**Problem to work on:** Produce a faithful copy of every record below, without the pictures.

[Dataset entries]

========================

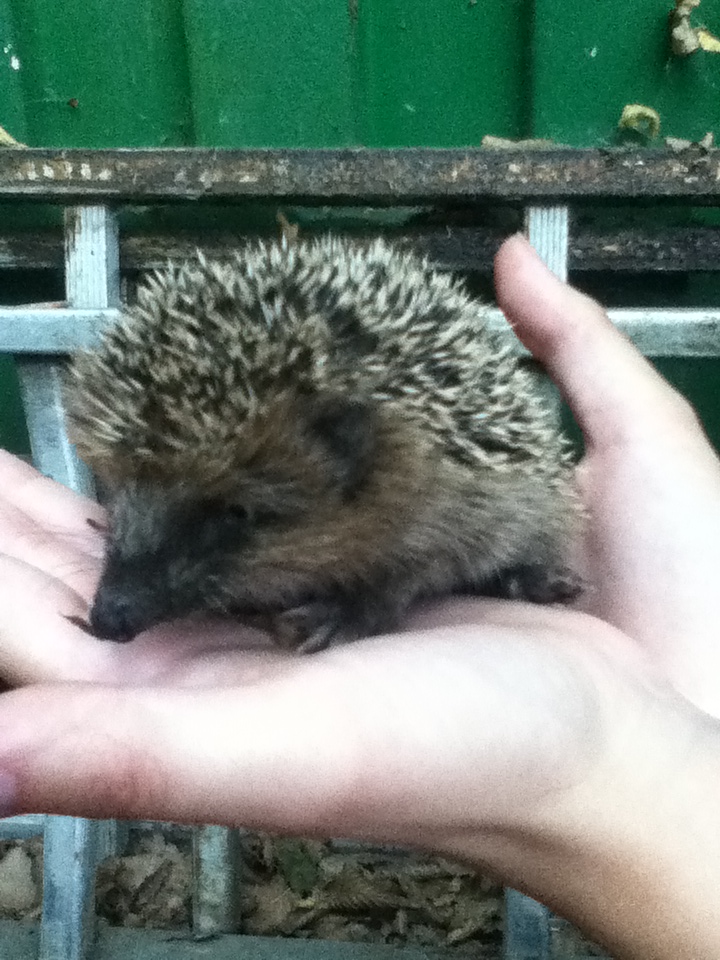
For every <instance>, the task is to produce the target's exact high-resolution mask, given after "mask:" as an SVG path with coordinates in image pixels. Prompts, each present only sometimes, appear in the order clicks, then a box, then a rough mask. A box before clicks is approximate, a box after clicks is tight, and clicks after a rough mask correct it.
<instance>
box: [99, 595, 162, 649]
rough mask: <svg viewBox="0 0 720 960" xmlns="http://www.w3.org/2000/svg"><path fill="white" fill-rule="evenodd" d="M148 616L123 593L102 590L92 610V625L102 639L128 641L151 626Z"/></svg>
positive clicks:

========================

**Result for this task:**
For every <instance>, the task is to produce the target's exact high-resolution mask, given after "mask:" as an SVG path with coordinates in image pixels. Prompts, each present only sometimes, appear in the order clicks, then a box, then a rough mask. A box before clicks is approximate, a box after clicks is tight, and clicks after a rough mask correct it.
<instance>
box: [99, 595, 162, 649]
rough mask: <svg viewBox="0 0 720 960" xmlns="http://www.w3.org/2000/svg"><path fill="white" fill-rule="evenodd" d="M148 616L123 593L102 590L92 610V625L102 639L128 641L151 626Z"/></svg>
positive clicks:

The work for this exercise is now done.